▶ _REQUIREMENT A_
Please reproduce the Iridescence review word for word, from "Iridescence is a" up to and including "to the floor.".
▶ _REQUIREMENT B_
Carry on writing the Iridescence review, picking up right after its final sentence.

Iridescence is a short film about Logan (Jhomar Suyom), a 16-year-old boy, living with an abusive father, Vince (Andrew Nadanyi). Director Max Beauchamp packs a complete narrative arc into eight tense minutes of dance, ably choreographed by Danielle Gardner and with artsy editing by Duy N. Bui. The result is raw, trauma and redemption. It’s not subtle, but it is powerful.
Fewer social issues have gone from unthinkable to widely accepted as quickly as homosexual relations. Still, homophobia and bigotry continue to drip their insidious poison. The film begins with Mother, Father, Son, and a trinity of familial bliss, until Vince explodes in rage, the music swells, and the mother, Shelby (Lara Amelie Abadir) is thrown to the floor.
Confusingly, it seems as if Vince has killed her, but as that doesn’t connect with the rest of the story, we can assume that this attack reflects Logan’s emotions. His mother gone, the teen is trapped with the brooding Vince, a prisoner of toxic masculinity. Vince takes a tattoo-gun to Logan, branding his son’s flesh with “unnatural”, “soft”, and “worthless”. The tattoo-gun is an effective symbol of terror. Some viewers might be reminded of Kafka’s short story The Penal Colony, where prisoners have their crimes tattooed deeper and deeper into their skin, until death.
Vince’s expression, as he forcefully pins his son down and goes to work with the tattoo-gun, inscribes itself in the viewer’s mind. This unhinged patriarch makes for a memorable villain; his hate a constant, domineering force. Later, we are shown a moment from Vince’s past, how he too suffered when young, branded with a tattoo that is a shorthand for violence.

▶ _STORED DATA_
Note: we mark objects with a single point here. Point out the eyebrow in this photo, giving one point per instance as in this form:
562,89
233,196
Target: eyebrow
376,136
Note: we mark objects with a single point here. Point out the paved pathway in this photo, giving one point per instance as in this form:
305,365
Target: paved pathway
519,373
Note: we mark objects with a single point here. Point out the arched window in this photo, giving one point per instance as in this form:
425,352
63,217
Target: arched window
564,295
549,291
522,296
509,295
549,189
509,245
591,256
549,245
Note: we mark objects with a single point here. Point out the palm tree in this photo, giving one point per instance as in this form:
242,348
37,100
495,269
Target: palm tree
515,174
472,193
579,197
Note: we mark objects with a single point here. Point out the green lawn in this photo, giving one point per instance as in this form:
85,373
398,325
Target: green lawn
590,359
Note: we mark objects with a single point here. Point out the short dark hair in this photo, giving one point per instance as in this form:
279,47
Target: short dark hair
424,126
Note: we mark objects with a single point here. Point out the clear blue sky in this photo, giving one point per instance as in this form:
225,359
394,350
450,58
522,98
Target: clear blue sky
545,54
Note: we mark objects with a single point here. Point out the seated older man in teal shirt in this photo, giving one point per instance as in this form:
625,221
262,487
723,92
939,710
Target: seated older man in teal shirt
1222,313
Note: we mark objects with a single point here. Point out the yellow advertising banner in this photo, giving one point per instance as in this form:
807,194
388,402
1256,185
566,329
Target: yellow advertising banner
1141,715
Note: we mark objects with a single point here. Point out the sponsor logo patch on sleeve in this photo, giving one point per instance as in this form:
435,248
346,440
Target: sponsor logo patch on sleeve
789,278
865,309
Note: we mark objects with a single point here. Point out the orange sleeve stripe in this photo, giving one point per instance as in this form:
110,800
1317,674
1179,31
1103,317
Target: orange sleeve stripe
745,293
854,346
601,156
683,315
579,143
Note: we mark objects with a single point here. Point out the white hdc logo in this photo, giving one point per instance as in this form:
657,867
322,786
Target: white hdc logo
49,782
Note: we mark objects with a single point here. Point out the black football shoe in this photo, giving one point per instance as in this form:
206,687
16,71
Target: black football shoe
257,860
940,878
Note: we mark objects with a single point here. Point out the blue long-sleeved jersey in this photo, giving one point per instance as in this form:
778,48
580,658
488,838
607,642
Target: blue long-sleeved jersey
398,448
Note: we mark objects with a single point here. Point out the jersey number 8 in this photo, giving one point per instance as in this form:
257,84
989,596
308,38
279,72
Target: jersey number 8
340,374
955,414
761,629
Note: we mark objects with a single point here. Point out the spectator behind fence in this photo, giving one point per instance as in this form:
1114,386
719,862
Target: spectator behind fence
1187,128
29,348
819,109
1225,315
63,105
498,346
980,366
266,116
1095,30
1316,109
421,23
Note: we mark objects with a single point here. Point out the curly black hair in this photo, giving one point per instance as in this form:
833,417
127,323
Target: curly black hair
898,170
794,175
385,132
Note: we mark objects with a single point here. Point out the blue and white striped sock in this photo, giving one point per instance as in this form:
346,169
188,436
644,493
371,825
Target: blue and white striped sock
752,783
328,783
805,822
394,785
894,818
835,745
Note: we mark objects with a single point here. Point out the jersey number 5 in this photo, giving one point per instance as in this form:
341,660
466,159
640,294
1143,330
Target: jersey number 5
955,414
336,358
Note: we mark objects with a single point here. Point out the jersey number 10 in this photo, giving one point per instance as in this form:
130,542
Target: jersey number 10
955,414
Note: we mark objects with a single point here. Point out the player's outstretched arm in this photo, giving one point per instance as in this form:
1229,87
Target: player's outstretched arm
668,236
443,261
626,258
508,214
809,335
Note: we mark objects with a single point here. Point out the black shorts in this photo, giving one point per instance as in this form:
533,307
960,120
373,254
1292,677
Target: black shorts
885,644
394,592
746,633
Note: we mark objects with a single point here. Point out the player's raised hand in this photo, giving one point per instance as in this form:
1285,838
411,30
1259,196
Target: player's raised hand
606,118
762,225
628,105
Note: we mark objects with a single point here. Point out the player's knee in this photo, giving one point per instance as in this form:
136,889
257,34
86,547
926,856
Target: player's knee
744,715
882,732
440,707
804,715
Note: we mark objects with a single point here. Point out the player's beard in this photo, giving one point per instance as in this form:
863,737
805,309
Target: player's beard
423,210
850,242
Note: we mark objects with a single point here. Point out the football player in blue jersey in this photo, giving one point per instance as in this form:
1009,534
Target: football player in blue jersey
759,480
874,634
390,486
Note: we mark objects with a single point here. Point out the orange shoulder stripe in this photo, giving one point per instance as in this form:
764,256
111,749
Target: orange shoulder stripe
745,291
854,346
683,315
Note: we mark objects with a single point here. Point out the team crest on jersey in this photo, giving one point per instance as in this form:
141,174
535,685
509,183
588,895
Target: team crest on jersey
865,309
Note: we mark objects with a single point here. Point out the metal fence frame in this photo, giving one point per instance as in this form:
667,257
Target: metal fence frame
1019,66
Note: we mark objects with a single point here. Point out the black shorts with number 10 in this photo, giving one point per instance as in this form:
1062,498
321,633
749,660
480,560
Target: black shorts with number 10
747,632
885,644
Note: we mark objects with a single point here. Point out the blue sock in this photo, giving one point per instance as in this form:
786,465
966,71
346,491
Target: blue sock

▶ _FINAL ANSWER A_
Iridescence is a short film about Logan (Jhomar Suyom), a 16-year-old boy, living with an abusive father, Vince (Andrew Nadanyi). Director Max Beauchamp packs a complete narrative arc into eight tense minutes of dance, ably choreographed by Danielle Gardner and with artsy editing by Duy N. Bui. The result is raw, trauma and redemption. It’s not subtle, but it is powerful.
Fewer social issues have gone from unthinkable to widely accepted as quickly as homosexual relations. Still, homophobia and bigotry continue to drip their insidious poison. The film begins with Mother, Father, Son, and a trinity of familial bliss, until Vince explodes in rage, the music swells, and the mother, Shelby (Lara Amelie Abadir) is thrown to the floor.

▶ _FINAL ANSWER B_
This isn’t a subtle film. Everything is laid out for us; in case you weren’t sure of Logan’s sexuality there is a scene where he caresses another boy. To show that Logan misses his mother, the boy carries a locket with a picture from a happier time. We know that Vince’s abuse is part of a pattern because this is spelled out in ink. The tattoo gun is a powerful image, but it isn’t surprising. There have been plenty of PSA commercials where teens are covered in sticky-notes or slapped in the face with flying words. Words hurt, labels are for apples, not people.
If this was longer, it might be heavy-handed, but because it is such a short film, it works. And the execution is excellent. The choreography is engaging and the visuals impressive. It’s certainly worth the next 10 minutes of your time – eight to watch the movie and two more to reflect on what you just saw.